Revise the records so that each "photograph" becomes "image", with all other text unchanged, and leave the pictures out of your answer.

━━━━━ GIVEN DATA

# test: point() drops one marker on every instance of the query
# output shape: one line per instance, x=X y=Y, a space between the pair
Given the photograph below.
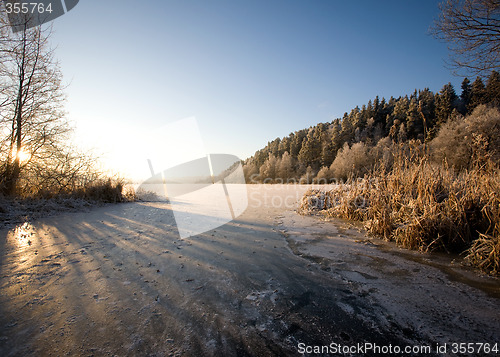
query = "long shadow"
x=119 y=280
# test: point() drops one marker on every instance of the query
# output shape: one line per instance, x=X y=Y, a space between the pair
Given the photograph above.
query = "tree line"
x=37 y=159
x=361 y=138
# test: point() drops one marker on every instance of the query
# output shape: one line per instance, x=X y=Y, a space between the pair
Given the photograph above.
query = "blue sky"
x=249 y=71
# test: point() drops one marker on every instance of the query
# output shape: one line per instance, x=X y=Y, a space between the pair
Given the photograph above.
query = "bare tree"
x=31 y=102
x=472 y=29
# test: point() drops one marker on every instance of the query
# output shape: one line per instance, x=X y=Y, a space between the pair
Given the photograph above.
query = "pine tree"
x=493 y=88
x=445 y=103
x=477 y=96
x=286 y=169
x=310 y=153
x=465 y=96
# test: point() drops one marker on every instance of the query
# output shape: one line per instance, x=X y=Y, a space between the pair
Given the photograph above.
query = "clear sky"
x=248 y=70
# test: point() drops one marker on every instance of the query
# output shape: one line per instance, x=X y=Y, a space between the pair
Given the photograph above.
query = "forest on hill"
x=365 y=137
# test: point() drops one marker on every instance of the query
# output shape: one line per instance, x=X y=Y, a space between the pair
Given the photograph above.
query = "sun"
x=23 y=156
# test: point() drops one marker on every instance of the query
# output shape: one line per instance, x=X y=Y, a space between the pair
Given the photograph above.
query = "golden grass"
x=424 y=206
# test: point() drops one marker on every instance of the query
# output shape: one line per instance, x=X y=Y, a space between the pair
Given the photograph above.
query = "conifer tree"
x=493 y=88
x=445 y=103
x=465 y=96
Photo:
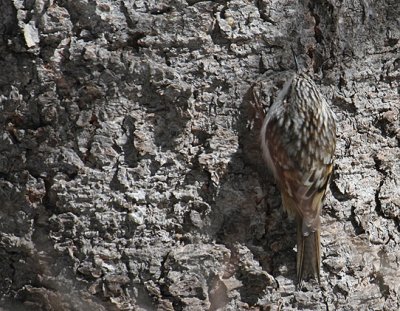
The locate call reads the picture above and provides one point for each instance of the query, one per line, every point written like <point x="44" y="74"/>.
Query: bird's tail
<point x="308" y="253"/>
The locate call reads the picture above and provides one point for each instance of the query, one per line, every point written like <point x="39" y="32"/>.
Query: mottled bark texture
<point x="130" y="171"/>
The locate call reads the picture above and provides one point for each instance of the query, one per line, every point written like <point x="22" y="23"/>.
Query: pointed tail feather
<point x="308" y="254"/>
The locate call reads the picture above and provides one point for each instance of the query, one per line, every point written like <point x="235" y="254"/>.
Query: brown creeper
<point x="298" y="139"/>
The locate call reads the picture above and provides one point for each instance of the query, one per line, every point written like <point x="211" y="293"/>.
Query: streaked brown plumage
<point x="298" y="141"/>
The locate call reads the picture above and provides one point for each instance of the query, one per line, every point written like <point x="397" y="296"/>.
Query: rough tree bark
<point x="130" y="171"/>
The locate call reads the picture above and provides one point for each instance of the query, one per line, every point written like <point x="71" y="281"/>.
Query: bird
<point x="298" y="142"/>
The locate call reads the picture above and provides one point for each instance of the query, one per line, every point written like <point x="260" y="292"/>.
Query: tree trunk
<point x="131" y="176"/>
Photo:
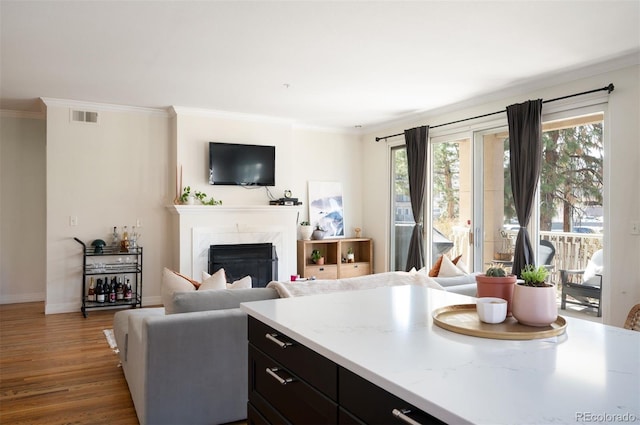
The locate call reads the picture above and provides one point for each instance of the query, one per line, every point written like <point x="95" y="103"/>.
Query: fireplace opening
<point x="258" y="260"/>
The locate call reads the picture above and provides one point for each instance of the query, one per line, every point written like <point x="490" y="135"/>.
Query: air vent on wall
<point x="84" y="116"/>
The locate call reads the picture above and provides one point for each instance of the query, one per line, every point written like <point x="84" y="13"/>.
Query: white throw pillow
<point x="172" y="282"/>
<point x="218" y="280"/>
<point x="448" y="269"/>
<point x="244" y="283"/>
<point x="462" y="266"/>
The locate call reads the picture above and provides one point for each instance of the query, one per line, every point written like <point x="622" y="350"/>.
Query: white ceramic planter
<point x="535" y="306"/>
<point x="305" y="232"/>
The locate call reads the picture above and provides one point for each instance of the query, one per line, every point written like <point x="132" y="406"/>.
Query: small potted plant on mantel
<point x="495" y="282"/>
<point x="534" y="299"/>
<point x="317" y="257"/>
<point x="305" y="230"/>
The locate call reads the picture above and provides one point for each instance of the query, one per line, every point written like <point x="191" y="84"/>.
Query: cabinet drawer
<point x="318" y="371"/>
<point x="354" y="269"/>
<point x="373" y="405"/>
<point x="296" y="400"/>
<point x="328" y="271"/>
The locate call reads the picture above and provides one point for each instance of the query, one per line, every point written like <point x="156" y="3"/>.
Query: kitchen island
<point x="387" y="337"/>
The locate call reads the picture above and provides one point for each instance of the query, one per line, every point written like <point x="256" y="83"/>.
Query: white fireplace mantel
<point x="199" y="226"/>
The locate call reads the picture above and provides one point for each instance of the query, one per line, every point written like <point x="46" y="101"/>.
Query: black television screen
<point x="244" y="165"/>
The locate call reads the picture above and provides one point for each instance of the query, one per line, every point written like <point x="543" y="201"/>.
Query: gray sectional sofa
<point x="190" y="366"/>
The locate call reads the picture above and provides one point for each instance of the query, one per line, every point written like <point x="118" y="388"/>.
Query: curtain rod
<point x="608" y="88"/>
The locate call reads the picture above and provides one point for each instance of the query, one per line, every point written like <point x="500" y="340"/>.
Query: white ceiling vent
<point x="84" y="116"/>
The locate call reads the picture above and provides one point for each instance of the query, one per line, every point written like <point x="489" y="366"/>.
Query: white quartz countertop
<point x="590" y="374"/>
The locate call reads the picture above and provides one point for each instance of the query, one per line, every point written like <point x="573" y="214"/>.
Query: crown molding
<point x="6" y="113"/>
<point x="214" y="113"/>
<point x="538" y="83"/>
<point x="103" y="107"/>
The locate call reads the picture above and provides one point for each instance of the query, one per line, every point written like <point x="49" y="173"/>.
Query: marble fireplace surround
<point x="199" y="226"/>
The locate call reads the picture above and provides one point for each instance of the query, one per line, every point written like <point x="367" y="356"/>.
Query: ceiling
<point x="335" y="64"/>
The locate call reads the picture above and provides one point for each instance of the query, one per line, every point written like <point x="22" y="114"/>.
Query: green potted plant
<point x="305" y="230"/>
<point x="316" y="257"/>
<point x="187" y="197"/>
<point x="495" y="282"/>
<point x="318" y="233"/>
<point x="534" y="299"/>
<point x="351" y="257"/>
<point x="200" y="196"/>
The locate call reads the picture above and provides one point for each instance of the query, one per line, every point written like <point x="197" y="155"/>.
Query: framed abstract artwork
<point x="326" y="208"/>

━━━━━━━━━━

▸ **OUTPUT OF THE TASK**
# test: point() drops one marker on every instance of the query
# output shape: one line per instance, x=X y=Y, a space between the pair
Given the image below.
query = "long shadow"
x=119 y=280
# test: point() drops one marker on every instance of the query
# output shape: one line per instance, x=X y=Y, a space between the pair
Given the image above.
query = "tree line"
x=37 y=159
x=361 y=138
# test: point() drops one marker on every instance of the query
# output shape: one line per instance, x=X y=Y, a space between the pair
Given the image above.
query = "blue sky"
x=249 y=71
# test: point() drops one marker on every instance of the query
# output shape: one line per instance, x=X y=Y, a space between the pair
Given the image above.
query = "bare tree"
x=31 y=102
x=472 y=29
# test: point() drops one marker on every instance of the query
# output shape: one line per instance, x=X y=Y, a space between the pair
Given the image above.
query = "pine tree"
x=493 y=88
x=445 y=103
x=477 y=96
x=286 y=169
x=310 y=153
x=465 y=96
# test: point() drops one marker on every instance of the query
# output shape: one line per instance, x=X y=Y, a space between the pair
Given the image above.
query = "clear sky"
x=248 y=70
# test: point() drops one marker on every instance of the query
# output shape: one line per instance, x=X y=Y, a space between the pair
Given the image above.
query = "forest on hill"
x=365 y=137
# test: point() drops one marker on every instance of the query
# output shape: one line per instance, x=X y=Y, a space between the pair
Given the image above.
query = "sun"
x=23 y=156
# test: point() drops one marker on every instance of the query
# output shape: one line per instance, x=X y=Y, a space between the pair
Given the image above.
query = "golden grass"
x=424 y=206
# test: point() drops one marker on every instance of the query
# output shape: one line per instance, x=X y=Y, a space between the pair
Given the image above.
query = "conifer tree"
x=493 y=88
x=445 y=103
x=465 y=96
Photo:
The locate call reads the picture above and provides one point for each instance of the query, one per line, every point written like <point x="44" y="74"/>.
Query: bird's tail
<point x="308" y="253"/>
The locate call reads the picture above and provides one point for each instance of the query, one per line, every point written like <point x="39" y="32"/>.
Query: mottled bark texture
<point x="130" y="171"/>
The locate call reads the picture above and provides one point for each instance of the query, one per line, every point written like <point x="22" y="23"/>.
Query: pointed tail feather
<point x="308" y="254"/>
The locate call reads the picture above and provides one point for each instance of the query, one per line, every point written like <point x="235" y="254"/>.
Query: brown creeper
<point x="298" y="139"/>
The locate call reads the picture above and provides one point for each instance of the query, one per line, every point written like <point x="211" y="293"/>.
Query: streaked brown plumage
<point x="298" y="141"/>
The locate call reads the picture above and provides one point for each instance of the query, one per line, every point written like <point x="397" y="296"/>.
Query: rough tree bark
<point x="130" y="171"/>
The locate call reads the picture above and provides one point for each instance of the query, one per line, every point written like <point x="71" y="281"/>.
Query: bird
<point x="298" y="142"/>
The locate call reads the picture above and provides one point for each instance of the query, one per line, every point written like <point x="260" y="292"/>.
Query: tree trunk
<point x="131" y="176"/>
Photo:
The locate call reads the picture above and provides one point for each instance of the query, one per line, every point written like <point x="95" y="103"/>.
Query: fireplace opening
<point x="258" y="260"/>
The locate call reads the picture above and provides one point for each instance of the query, one per line, every point written like <point x="490" y="135"/>.
Query: air vent on wall
<point x="84" y="116"/>
The locate call reads the picture above and provides one point for each instance of the query, one per line, every point written like <point x="84" y="13"/>.
Query: white throw pillow
<point x="172" y="282"/>
<point x="218" y="280"/>
<point x="448" y="269"/>
<point x="244" y="283"/>
<point x="462" y="266"/>
The locate call reads the picture above and provides one point for each instance of the query, one per line, every point written like <point x="622" y="350"/>.
Query: white ceramic planter
<point x="535" y="306"/>
<point x="305" y="232"/>
The locate call reads the picture above and provides one point for each instance of the query, one per line, every point written like <point x="132" y="406"/>.
Query: small potted plant on mantel
<point x="495" y="282"/>
<point x="534" y="299"/>
<point x="317" y="257"/>
<point x="305" y="230"/>
The locate call reads the picture above and provides one point for each instance of the query, one per line, every point written like <point x="191" y="84"/>.
Query: cabinet drawer
<point x="318" y="371"/>
<point x="354" y="269"/>
<point x="373" y="405"/>
<point x="296" y="400"/>
<point x="328" y="271"/>
The locate call reads the picture above and provides one point for each instance of the query, one per line, every point written like <point x="156" y="3"/>.
Query: kitchen island
<point x="387" y="337"/>
The locate call reads the picture above and provides one point for each instance of the query, one per line, every point written like <point x="256" y="83"/>.
Query: white fireplace mantel
<point x="199" y="226"/>
The locate call reads the picture above and provides one point for each instance of the query, one per line, every point written like <point x="46" y="101"/>.
Query: black television screen
<point x="244" y="165"/>
The locate call reads the picture above and provides one point for each instance of the query, one per line, every point written like <point x="543" y="201"/>.
Query: gray sectional sofa
<point x="190" y="366"/>
The locate call reads the picture above and provides one point for each instance of the query, one per line, every point written like <point x="118" y="388"/>.
Query: curtain rod
<point x="608" y="88"/>
The locate call reads the picture above and provides one point for each instance of the query, one per line, every point written like <point x="500" y="340"/>.
Query: white ceiling vent
<point x="84" y="116"/>
The locate call reads the picture above and provides one point for each instance of the query, one per line, every point written like <point x="489" y="366"/>.
Query: white quartz countertop
<point x="590" y="374"/>
The locate call reads the picture above and provides one point for each instance of the query, one per line, every point written like <point x="573" y="214"/>.
Query: crown molding
<point x="6" y="113"/>
<point x="214" y="113"/>
<point x="538" y="83"/>
<point x="103" y="107"/>
The locate call reads the picture above and provides one point for each instance of the query, one per line, every point written like <point x="49" y="173"/>.
Query: marble fireplace surround
<point x="199" y="226"/>
The locate call reads the picture above and provides one point for each instance of the query, one per line, every point written like <point x="367" y="356"/>.
Query: ceiling
<point x="335" y="64"/>
The locate call reads the picture above and provides one point for each instance of the query, one per line, every point written like <point x="22" y="114"/>.
Query: green potted plant
<point x="305" y="230"/>
<point x="316" y="257"/>
<point x="187" y="197"/>
<point x="495" y="282"/>
<point x="318" y="233"/>
<point x="534" y="299"/>
<point x="351" y="257"/>
<point x="200" y="196"/>
The locate call reads the picture above and provides one point for each instance of the query, one per line, every point written like <point x="197" y="155"/>.
Query: framed abstract artwork
<point x="326" y="208"/>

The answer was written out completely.